DOCUMENT SEGMENT ->
■ ■ ■

Thank you. It seems I should buy SL1 then.


----------



## WRS (Jan 18, 2017)

I have to put in a recommendation for the M5. I have owned other Canon APS-C DSLR's and currently have a 1DXII and 5DSR but I was really surprised by how small the native EOS-M lenses and overall package really are. I picked up with M5 with the 18-150 and used it on a recent family trip and came away really impressed with the IQ and ease of packing it around. I will certainly be tossing it in the car with me to take back and forth to work as my everyday camera. Of course if you like to buy used the M5 isn't really much of an option at this point. Good luck with the decision!


----------



## Maximilian (Jan 18, 2017)

WRS said:


> I have to put in a recommendation for the M5. ...


Please note the OP first post where he stated 


> ... And, of course, there is a price question (I buy almost always only used gear).
> For example, SL1 can be found for as low as 300$ and EOS-M original can be found for 250$...



If you could offer a M5 for slightly more than the mentioned 300$ I'd be interested, too


----------



## WRS (Jan 18, 2017)

■ ■ ■

YOUR INSTRUCTIONS -> Duplicate everything in the camera forum thread from "I have to put in a recommendation for the M5. I" down to "the M5. ...".

■ ■ ■

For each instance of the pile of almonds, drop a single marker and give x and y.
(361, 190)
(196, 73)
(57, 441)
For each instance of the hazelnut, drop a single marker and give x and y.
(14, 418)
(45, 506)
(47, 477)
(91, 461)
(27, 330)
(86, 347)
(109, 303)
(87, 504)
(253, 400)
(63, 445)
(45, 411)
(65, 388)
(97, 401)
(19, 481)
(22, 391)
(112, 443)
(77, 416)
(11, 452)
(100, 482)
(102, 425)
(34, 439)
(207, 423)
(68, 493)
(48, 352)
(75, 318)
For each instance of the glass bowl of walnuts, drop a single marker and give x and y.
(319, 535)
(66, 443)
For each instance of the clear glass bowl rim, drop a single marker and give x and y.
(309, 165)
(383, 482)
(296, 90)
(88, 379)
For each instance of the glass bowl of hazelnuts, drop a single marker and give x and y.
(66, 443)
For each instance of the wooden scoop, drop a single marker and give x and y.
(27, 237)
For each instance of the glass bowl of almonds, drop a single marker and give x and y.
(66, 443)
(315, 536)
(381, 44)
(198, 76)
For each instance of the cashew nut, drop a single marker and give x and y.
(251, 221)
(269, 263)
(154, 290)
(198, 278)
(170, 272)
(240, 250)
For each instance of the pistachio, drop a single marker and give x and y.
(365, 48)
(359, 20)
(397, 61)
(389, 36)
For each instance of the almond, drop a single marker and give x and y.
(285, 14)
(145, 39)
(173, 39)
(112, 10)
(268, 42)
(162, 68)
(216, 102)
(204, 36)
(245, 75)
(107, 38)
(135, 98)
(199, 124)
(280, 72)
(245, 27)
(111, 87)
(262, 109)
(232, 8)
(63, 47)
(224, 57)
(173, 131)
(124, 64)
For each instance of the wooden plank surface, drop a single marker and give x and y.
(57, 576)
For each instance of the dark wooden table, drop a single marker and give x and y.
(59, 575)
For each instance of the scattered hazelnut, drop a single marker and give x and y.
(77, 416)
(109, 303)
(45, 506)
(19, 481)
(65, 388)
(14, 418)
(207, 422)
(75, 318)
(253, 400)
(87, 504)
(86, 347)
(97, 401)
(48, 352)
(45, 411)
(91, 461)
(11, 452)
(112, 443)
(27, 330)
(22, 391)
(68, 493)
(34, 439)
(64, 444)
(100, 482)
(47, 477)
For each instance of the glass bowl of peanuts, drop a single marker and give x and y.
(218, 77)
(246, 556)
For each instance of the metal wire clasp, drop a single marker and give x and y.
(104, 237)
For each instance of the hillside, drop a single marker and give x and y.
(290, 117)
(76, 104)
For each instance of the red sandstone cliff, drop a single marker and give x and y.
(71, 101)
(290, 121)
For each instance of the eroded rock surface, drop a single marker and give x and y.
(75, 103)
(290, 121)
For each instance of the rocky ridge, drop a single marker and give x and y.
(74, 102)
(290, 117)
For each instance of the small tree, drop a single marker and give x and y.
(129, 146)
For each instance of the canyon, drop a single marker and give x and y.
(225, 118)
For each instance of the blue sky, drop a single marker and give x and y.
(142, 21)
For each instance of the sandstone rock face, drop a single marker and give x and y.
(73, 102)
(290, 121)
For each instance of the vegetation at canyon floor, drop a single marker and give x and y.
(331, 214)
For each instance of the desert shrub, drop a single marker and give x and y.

■ ■ ■

TASK RESPONSE ->
I have to put in a recommendation for the M5. I have owned other Canon APS-C DSLR's and currently have a 1DXII and 5DSR but I was really surprised by how small the native EOS-M lenses and overall package really are. I picked up with M5 with the 18-150 and used it on a recent family trip and came away really impressed with the IQ and ease of packing it around. I will certainly be tossing it in the car with me to take back and forth to work as my everyday camera. Of course if you like to buy used the M5 isn't really much of an option at this point. Good luck with the decision!


----------



## Maximilian (Jan 18, 2017)

WRS said:


> I have to put in a recommendation for the M5. ...